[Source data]

####

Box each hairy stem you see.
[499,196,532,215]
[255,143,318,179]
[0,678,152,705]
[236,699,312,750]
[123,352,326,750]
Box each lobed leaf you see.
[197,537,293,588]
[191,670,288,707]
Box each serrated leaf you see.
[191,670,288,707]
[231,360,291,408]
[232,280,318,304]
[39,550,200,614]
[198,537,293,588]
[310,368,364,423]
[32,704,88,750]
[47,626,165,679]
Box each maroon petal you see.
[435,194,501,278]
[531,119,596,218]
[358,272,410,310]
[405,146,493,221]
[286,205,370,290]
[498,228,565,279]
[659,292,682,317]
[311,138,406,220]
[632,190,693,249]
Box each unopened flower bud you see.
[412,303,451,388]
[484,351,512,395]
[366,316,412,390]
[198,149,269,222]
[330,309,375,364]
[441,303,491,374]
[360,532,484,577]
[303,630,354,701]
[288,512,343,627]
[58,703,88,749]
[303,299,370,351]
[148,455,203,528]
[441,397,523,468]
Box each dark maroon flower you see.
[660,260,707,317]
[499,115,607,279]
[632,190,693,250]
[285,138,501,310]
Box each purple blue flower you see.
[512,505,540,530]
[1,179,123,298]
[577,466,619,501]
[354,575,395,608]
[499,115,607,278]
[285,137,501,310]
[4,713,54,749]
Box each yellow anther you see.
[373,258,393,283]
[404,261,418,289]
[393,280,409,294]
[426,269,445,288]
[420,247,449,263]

####

INSTRUCTIONS TO FOLLOW => Every record, copied exactly, is the expected answer.

YOUR SOLUTION =>
Box each hairy stem you see.
[499,196,532,215]
[255,143,318,179]
[0,678,152,705]
[236,699,312,750]
[123,352,326,750]
Box each lobed leaf you see.
[197,537,293,588]
[191,670,288,707]
Box each serrated leaf you see.
[191,670,288,707]
[231,360,291,408]
[232,280,318,304]
[39,550,200,614]
[198,537,293,588]
[310,368,364,423]
[32,704,88,750]
[47,626,165,679]
Box each maroon petal you see.
[435,194,501,278]
[531,119,596,218]
[358,272,410,310]
[405,146,493,221]
[286,205,370,290]
[498,228,565,279]
[659,292,682,317]
[311,138,406,220]
[632,190,693,249]
Box each unopened flower bud you see.
[412,303,451,388]
[484,351,512,395]
[366,316,412,390]
[198,149,269,222]
[330,309,375,364]
[441,303,491,374]
[360,532,484,577]
[303,630,354,701]
[288,512,343,627]
[58,703,88,749]
[303,299,370,351]
[148,455,203,528]
[441,397,523,468]
Box each dark maroon flower you see.
[660,260,707,317]
[499,115,607,279]
[632,190,693,250]
[285,138,501,310]
Box each purple blue flower you see.
[512,505,540,530]
[1,179,123,298]
[577,466,619,501]
[354,575,395,608]
[499,115,607,278]
[285,137,501,310]
[4,713,54,749]
Box each yellow anther you see.
[373,258,393,283]
[404,261,418,289]
[393,280,409,294]
[426,269,445,288]
[420,247,449,263]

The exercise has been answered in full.